**EXERCISE PROMPT**
Go over the records and copy every line with the string "pointer".

**DATASET ENTRIES**
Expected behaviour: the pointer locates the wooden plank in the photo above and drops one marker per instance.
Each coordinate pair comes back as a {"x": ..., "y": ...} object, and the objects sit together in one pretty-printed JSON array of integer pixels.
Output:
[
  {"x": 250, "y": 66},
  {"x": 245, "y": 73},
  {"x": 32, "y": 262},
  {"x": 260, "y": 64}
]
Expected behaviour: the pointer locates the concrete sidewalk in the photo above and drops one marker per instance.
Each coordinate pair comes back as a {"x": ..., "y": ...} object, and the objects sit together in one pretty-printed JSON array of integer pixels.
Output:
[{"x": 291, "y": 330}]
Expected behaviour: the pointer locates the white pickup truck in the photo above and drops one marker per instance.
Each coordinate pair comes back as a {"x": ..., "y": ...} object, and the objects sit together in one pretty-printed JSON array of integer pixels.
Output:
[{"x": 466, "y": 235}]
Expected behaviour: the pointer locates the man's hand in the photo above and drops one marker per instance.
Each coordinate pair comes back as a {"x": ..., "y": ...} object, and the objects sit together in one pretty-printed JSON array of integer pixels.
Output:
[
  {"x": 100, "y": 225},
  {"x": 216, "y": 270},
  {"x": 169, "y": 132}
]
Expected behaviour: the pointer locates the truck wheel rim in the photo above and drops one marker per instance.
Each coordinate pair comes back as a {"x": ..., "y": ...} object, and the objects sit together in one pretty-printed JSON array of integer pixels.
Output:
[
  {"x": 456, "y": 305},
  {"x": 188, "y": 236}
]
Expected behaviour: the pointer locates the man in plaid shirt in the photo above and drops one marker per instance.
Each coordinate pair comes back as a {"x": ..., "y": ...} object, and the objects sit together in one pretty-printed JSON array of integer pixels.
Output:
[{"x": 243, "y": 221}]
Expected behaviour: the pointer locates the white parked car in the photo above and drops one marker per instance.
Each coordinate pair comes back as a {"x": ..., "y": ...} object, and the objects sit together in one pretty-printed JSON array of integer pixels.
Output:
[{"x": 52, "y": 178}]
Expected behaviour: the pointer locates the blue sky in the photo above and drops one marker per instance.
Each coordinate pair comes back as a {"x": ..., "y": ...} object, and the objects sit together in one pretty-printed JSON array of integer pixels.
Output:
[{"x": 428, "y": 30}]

**SOLUTION**
Expected behaviour: the pointer locates the wooden plank in the photo above and drops one marker per instance.
Expected behaviour: the pointer locates the concrete sidewalk in the photo above and drops one marker per instance.
Expected behaviour: the pointer locates the white pickup truck in the photo above and drops one marker per instance.
Expected behaviour: the pointer locates the man's hand in the photo above and drops one marker per instance.
Expected behaviour: the pointer locates the truck wheel rim in the photo above and drops one marker per instance.
Expected behaviour: the pointer locates the man in plaid shirt in the photo above and drops one marker per instance.
Expected behaviour: the pointer locates the white parked car in the photo above and drops one marker per instance.
Expected behaviour: the pointer locates the blue sky in the photo above and drops one marker per instance.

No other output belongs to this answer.